> [PASSAGE PROVIDED]:
EXECUTIVE SEVERANCE AGREEMENT

 

 

THIS RESTATEMENT (the “Restatement”) to the Executive Severance Agreement dated November 19, 2003 and amended on November 9, 2006 (the “Agreement”) by and between THERMO FISHER SCIENTIFIC INC., a Delaware corporation (the “Company”), and Mr. Marc N. Casper (the “Executive”) is made this 21st day of November, 2008 by and between the Company and the Executive  (the “Effective Date”).

 

WHEREAS, the Company recognizes that the uncertainty regarding the future employment prospects for key personnel may result in the departure or distraction of key personnel to the detriment of the Company and its stockholders;

 

WHEREAS, the Board of Directors of the Company (the “Board”) has determined that appropriate steps should be taken to reinforce and encourage the continued employment and dedication of the Company's key personnel without distraction from such uncertainty and related events and circumstances; and

 

WHEREAS, the Company and the Executive wish to amend and restate the Agreement to bring the Agreement into compliance with Section 409A of the Internal Revenue Code of 1986;

 

NOW, THEREFORE, as an inducement for and in consideration of the Executive remaining in its employ, the Company agrees that the Executive shall receive the severance benefits set forth in this Agreement in the event the Executive's employment with the Company is terminated under the circumstances described below.

 

         1.            Key Definitions .

> [MATERIAL SHOWN]:
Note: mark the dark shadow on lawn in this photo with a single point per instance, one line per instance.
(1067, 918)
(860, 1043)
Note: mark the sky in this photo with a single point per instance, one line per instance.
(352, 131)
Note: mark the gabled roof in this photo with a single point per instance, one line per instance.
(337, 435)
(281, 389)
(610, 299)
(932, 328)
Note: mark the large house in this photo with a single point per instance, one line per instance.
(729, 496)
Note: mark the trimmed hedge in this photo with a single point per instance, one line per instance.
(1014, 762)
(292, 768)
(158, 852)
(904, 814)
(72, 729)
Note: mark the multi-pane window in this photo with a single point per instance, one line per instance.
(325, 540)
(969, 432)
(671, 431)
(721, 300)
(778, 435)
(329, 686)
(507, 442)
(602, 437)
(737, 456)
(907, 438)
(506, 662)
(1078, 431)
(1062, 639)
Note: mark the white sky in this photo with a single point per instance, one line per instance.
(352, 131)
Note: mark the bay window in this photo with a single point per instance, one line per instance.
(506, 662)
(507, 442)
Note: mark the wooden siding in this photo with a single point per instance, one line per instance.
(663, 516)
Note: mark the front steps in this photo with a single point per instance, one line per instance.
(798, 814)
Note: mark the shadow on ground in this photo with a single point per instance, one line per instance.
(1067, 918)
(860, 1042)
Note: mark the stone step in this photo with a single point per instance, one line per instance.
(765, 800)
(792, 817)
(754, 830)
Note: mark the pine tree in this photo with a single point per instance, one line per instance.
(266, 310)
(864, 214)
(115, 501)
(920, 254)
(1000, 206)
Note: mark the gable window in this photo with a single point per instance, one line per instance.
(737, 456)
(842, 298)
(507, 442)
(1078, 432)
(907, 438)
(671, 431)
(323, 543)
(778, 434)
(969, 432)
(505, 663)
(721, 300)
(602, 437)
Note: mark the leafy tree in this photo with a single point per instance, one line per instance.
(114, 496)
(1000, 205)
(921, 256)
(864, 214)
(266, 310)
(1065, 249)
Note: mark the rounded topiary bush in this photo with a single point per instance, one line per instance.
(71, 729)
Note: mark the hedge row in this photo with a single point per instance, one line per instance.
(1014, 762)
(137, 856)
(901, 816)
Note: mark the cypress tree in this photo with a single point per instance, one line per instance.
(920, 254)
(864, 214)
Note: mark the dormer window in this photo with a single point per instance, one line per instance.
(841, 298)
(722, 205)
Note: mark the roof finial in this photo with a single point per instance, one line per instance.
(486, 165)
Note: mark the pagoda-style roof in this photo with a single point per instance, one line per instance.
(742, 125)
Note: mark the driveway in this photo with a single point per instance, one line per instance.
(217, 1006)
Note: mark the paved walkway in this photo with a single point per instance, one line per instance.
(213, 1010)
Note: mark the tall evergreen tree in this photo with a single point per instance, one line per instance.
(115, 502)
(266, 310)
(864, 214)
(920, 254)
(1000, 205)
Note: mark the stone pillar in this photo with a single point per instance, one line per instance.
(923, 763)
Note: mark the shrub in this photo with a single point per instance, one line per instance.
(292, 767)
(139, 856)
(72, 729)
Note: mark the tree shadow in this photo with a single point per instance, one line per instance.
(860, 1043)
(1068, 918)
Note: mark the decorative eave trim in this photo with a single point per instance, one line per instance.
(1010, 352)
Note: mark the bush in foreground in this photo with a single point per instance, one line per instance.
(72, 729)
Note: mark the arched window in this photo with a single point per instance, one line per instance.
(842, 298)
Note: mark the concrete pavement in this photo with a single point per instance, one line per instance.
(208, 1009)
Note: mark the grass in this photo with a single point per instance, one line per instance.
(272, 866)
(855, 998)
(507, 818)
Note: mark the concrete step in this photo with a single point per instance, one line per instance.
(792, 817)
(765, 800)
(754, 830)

> [THE PROBLEM]: Can you reproduce the entire severance agreement excerpt above, word for word?

> [OUTPUT OF THE EXERCISE]:
EXECUTIVE SEVERANCE AGREEMENT

 

 

THIS RESTATEMENT (the “Restatement”) to the Executive Severance Agreement dated November 19, 2003 and amended on November 9, 2006 (the “Agreement”) by and between THERMO FISHER SCIENTIFIC INC., a Delaware corporation (the “Company”), and Mr. Marc N. Casper (the “Executive”) is made this 21st day of November, 2008 by and between the Company and the Executive  (the “Effective Date”).

 

WHEREAS, the Company recognizes that the uncertainty regarding the future employment prospects for key personnel may result in the departure or distraction of key personnel to the detriment of the Company and its stockholders;

 

WHEREAS, the Board of Directors of the Company (the “Board”) has determined that appropriate steps should be taken to reinforce and encourage the continued employment and dedication of the Company's key personnel without distraction from such uncertainty and related events and circumstances; and

 

WHEREAS, the Company and the Executive wish to amend and restate the Agreement to bring the Agreement into compliance with Section 409A of the Internal Revenue Code of 1986;

 

NOW, THEREFORE, as an inducement for and in consideration of the Executive remaining in its employ, the Company agrees that the Executive shall receive the severance benefits set forth in this Agreement in the event the Executive's employment with the Company is terminated under the circumstances described below.

 

         1.            Key Definitions .